→ Tasks for this exercise
A: In the description of *Clearing the Way* below, why did Army engineers build or repair thousands of miles of roads and bridges and construct airfields? Answer in one to three sentences.
B: According to the description of *Clearing the Way* below, how many battalions did the Corps of Engineers mobilize during World War II?

→ Passage to read

Clearing the Way
U.S. Army Engineers in World War II
208 Pages, 6 x 9 in, 30–40 photographs and illustrations
- December 2023
Quite simply, without engineers the U.S. Army would have been unable to fight World War II. The men of the Corps of Engineers, with the strength of more than 700 battalions mobilized during World War II, were tasked with every imaginable engineering challenge. In rear areas and back in the United States they built the facilities essential for everyday military life—showers, toilets, barrack blocks, military hospitals, training camps, storage depots, and much more. To keep logistics flowing to the front, they constructed or repaired thousands of miles of roads and bridges, plus built airfields to support Allied strategic and tactical air operations. Engineers also created endless chains of defensive positions, from simple trench systems to complex bunker networks, as well as retrieving damaged vehicles and equipment from still-contested battlefields. Combat engineers, meanwhile, occupied some of the most dangerous frontline roles in the American armed forces. Heavily armed with demolitions and weapons, plus weighed down by engineering tools and even driving armored bulldozers, they were tasked with destroying enemy strongpoints, bridges, equipment, vehicles and many other obstacles to the advance, in both overland and amphibious operations.
Clearing the Way: U.S. Army Engineers in World War II brings together an exceptional collection of primary sources from engineering field manuals, technical manuals, and other official publications. They provide a detailed insight into the work and skills of the U.S. Army engineers, including building a field fortification, laying and defusing mines, making a contested river crossing, or camouflaging a defensive position properly. Through these texts, we gain practical insight into the exceptional individuals who often combined first-rate infantry fighting skills with engineering skill and problem-solving ingenuity.

→ Supplied material
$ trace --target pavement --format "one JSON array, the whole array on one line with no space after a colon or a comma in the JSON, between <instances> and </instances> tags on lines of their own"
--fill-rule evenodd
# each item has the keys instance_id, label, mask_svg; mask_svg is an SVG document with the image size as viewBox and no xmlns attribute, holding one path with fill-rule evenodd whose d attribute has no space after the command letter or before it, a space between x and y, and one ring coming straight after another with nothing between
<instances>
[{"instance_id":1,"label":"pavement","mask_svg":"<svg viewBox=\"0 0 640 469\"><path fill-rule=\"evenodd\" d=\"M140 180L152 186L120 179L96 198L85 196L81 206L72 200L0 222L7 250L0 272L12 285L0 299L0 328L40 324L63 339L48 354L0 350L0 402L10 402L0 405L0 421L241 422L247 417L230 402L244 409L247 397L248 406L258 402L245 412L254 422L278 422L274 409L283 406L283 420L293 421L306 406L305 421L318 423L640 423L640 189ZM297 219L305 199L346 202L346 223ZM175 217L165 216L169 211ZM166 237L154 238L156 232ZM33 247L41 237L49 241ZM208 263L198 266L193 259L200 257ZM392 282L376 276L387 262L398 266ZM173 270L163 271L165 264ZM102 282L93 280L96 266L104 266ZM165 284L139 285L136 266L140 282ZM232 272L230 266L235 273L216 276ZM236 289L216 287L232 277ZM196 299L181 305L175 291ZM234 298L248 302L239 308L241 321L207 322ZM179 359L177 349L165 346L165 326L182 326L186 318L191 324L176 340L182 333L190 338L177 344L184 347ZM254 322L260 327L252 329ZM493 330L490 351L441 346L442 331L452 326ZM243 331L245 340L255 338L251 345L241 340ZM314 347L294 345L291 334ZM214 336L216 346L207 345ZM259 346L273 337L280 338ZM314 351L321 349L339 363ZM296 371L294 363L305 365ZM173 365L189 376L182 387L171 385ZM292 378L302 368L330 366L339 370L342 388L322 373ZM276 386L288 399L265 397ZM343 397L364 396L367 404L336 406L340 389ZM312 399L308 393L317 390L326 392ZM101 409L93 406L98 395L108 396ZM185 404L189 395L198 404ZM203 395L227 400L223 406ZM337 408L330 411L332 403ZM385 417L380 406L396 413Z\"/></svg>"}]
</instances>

→ Outputs for the tasks
A: They built and repaired roads and bridges to keep logistics flowing to the front. They built airfields to support Allied strategic and tactical air operations.

B: More than 700 battalions.